> _Activity list_:
1. In the article on Putin's 25 years in power, until what year does the constitutional reform allow him to stay in power?
2. In the article on Putin's 25 years in power, shorten the paragraph beginning "After taking over from Boris Yeltsin" while keeping its main facts.
3. Continue the article on Putin's 25 years in power from where it stops.

> _Document extract_:
Russian President Vladimir Putin Photo: AR
On 31 December, Vladimir Putin marks the 25th anniversary of his tenure as head of Russia. During this time, he has managed not only to consolidate full power, but also to build a rigid vertical, declare a series of wars, annex territories and effectively destroy the opposition. However, according to the Spanish EFE news agency, Putin’s current system of power shows signs of anarchism and crisis.
The road to the absolute
After taking over from Boris Yeltsin in 1999, Putin claimed to have “pulled the country back from the brink”. In the years that followed, he established himself as the leader who, in his own words, “restored Russians’ imperial pride”. His reign has been an era of centralisation of power, with no room for dissidents and major state bodies turned into stage sets.
A key turnaround was the constitutional reform that allows Putin to remain in power until 2036. This effectively became a point of no return, where the Russian leader established himself as a modern-day “tsar”, relying on the support of the Russian Orthodox Church and messianic ideas about the greatness of the “Russian world”.
Wars and isolation
The first serious crisis for Putin was the COVID-19 pandemic, when he isolated himself in his bunker and made decisions with only a narrow circle of advisers. The result of this isolation was a full-scale war in Ukraine, the first invasion of Europe in a decade.
The mistaken predictions of Russia’s own intelligence services that Kyiv would be “easily” captured in three days proved to be a failure. The Ukrainian resistance has not only destroyed these plans, but has also finally turned Putin into an international pariah. His attempts to portray the war as a conflict with the West are increasingly turning into a fight against his own people.

> _Excerpted records_:
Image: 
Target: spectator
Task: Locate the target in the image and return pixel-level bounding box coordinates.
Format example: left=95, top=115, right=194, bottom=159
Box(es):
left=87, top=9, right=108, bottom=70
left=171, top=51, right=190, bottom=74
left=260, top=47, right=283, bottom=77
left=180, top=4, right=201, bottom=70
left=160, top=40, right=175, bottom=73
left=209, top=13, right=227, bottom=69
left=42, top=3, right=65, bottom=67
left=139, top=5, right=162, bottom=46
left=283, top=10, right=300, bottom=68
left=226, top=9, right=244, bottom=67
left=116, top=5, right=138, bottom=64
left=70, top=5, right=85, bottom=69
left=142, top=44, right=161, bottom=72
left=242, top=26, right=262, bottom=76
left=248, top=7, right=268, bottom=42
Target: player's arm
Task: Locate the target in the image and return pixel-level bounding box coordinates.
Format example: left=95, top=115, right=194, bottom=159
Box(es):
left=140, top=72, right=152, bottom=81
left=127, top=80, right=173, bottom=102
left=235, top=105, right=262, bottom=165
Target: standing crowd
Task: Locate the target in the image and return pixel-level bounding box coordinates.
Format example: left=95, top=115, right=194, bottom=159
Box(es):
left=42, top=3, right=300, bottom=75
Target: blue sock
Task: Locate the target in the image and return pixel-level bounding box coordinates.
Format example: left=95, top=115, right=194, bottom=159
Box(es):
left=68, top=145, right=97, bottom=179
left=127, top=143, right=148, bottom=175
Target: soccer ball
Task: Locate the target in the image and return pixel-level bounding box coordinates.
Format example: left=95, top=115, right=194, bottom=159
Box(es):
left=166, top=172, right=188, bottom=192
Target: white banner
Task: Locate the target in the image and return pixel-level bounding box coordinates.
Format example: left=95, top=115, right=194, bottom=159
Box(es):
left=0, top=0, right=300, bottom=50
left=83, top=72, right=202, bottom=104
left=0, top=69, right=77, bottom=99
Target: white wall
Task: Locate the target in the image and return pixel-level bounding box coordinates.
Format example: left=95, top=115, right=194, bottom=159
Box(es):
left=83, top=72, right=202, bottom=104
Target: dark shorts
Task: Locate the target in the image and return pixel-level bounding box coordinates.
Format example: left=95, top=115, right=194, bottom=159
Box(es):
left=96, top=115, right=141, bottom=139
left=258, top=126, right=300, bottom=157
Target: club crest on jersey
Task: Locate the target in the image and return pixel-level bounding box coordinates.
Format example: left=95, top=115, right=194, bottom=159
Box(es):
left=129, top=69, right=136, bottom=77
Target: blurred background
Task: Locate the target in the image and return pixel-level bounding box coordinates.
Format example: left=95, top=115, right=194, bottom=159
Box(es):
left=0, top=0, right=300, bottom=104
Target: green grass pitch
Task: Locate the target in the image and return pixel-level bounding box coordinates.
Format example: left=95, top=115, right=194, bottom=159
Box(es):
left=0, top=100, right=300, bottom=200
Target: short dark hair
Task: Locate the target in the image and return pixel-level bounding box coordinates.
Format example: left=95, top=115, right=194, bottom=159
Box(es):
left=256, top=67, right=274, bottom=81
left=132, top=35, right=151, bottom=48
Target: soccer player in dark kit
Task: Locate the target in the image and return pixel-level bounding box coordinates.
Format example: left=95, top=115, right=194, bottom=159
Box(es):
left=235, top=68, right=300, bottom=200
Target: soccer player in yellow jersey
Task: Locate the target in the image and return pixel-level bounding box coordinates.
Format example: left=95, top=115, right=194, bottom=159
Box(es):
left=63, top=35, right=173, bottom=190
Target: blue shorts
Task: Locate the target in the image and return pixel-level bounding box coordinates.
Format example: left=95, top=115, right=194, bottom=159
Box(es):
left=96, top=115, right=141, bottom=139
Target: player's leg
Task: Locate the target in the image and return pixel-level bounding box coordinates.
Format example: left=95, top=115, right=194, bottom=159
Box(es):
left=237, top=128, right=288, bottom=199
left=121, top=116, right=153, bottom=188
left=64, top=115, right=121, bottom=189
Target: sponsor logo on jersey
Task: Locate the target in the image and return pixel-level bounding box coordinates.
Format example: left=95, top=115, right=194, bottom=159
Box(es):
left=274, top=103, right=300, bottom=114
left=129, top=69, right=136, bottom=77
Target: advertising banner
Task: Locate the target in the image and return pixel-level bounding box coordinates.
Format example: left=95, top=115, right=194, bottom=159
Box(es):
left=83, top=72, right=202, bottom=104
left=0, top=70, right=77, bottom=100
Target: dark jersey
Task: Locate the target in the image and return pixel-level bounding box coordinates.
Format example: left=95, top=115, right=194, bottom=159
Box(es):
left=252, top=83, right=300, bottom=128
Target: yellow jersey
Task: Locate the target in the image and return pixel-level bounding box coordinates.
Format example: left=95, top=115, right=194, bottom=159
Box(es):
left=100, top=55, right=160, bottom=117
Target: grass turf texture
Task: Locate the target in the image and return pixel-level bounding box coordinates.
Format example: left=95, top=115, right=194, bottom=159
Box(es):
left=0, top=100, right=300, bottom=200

> _Expected results_:
1. 2036

2. After succeeding Boris Yeltsin in 1999, Putin said he had "pulled the country back from the brink" and later cast himself as the leader who "restored Russians' imperial pride." His rule has centralized power, left no room for dissidents and turned major state bodies into stage sets.

3.
Internal challenges
Russian society is experiencing a new “cultural revolution”, where war veterans are becoming heroes and the opposition, independent journalists and activists are being persecuted. Yet even the toughest regimes are showing weakness. The failure of the system became apparent after the rebellion of the Wagnerians led by Yevgeny Prigozhin, which ended in his liquidation.
An empire on feet of clay
Despite loud claims of hypersonic missiles and “world greatness”, Russia remains a country burdened by corruption and technological backwardness. The failures of the Russian army at the front, discontent among the generals and disillusionment among the population signal that even the “biblical” Russian people have limits to their patience.
Putin wants to go down in history as the leader who restored Russia’s greatness. But the cost of the war in Ukraine could be the indicator that determines whether he is remembered as a victor or as a leader who led the country to disaster.